→ **Angezeigter Text**
+++++
Samstag, 9. März 2019

Mehr als nur Sklaverei - die geheime Metapher von Herr und Knecht im Christentum

niemandes Knecht: eine Katze
Es ist ein verhängnisvolles Verhältnis: Sklaverei und Christentum. Das alte Testament spricht zum Teil völlig unkritisch von Sklaverei. Kritiker behaupten, die ganze Bibel sei voll davon. Theologen  wiederum behaupten, Sklaverei hätte keine Bedeutung für ein metaphysiches Weltbild. Beides ist falsch. Hat "Sklaverei" eine wichtige Bedeutung? Allerdings, aber eine metaphorische! Anhand von Thomas von Aquins Hauptwerk "Summe der Theologie" zeige ich die wichtigsten Beispiele für das Gleichnis von Herr und Knecht, von den einfachsten bis zur tiefsten Mystik.
Beginnen wir mit den einfachsten Beispielen: zum einen ist jeder Mensch "Sklave", nämlich der "gefallene" Mensch im Gegensatz zum "paradiesischen".
+++++
[Annotierte Koordinatendatensätze]
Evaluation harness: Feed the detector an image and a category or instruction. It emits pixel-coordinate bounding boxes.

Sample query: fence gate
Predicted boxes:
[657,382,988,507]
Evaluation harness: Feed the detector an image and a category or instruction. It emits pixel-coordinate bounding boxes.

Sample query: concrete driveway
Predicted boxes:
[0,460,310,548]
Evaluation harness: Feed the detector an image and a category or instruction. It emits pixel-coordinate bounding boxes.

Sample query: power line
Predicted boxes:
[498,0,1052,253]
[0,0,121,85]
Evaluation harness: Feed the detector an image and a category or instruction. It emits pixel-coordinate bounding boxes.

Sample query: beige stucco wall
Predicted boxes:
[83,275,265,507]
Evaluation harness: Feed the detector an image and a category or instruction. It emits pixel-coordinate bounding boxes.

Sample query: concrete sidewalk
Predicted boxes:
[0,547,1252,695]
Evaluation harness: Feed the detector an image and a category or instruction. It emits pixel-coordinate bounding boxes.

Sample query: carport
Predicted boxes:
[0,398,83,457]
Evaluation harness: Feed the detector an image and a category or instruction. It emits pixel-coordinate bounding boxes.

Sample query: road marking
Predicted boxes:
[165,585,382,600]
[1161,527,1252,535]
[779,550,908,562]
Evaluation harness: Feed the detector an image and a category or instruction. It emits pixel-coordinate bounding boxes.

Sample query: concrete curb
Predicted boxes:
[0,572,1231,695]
+++++
→ **Aufgaben**
[1] Schreiben Sie aus dem Text über Sklaverei und Christentum den Abschnitt ab, der mit „Samstag, 9. März“ beginnt und mit „zur tiefsten Mystik.“ endet.
[2] Welches Werk von Thomas von Aquin dient im Text über Sklaverei und Christentum als Grundlage für die Beispiele zum Gleichnis von Herr und Knecht?
Die Zeilen haben mit dem Text über Sklaverei und Christentum nichts zu tun.

→ **Lösungen**
[1]
Samstag, 9. März 2019

Mehr als nur Sklaverei - die geheime Metapher von Herr und Knecht im Christentum

niemandes Knecht: eine Katze
Es ist ein verhängnisvolles Verhältnis: Sklaverei und Christentum. Das alte Testament spricht zum Teil völlig unkritisch von Sklaverei. Kritiker behaupten, die ganze Bibel sei voll davon. Theologen  wiederum behaupten, Sklaverei hätte keine Bedeutung für ein metaphysiches Weltbild. Beides ist falsch. Hat "Sklaverei" eine wichtige Bedeutung? Allerdings, aber eine metaphorische! Anhand von Thomas von Aquins Hauptwerk "Summe der Theologie" zeige ich die wichtigsten Beispiele für das Gleichnis von Herr und Knecht, von den einfachsten bis zur tiefsten Mystik.

[2] Sein Hauptwerk „Summe der Theologie“.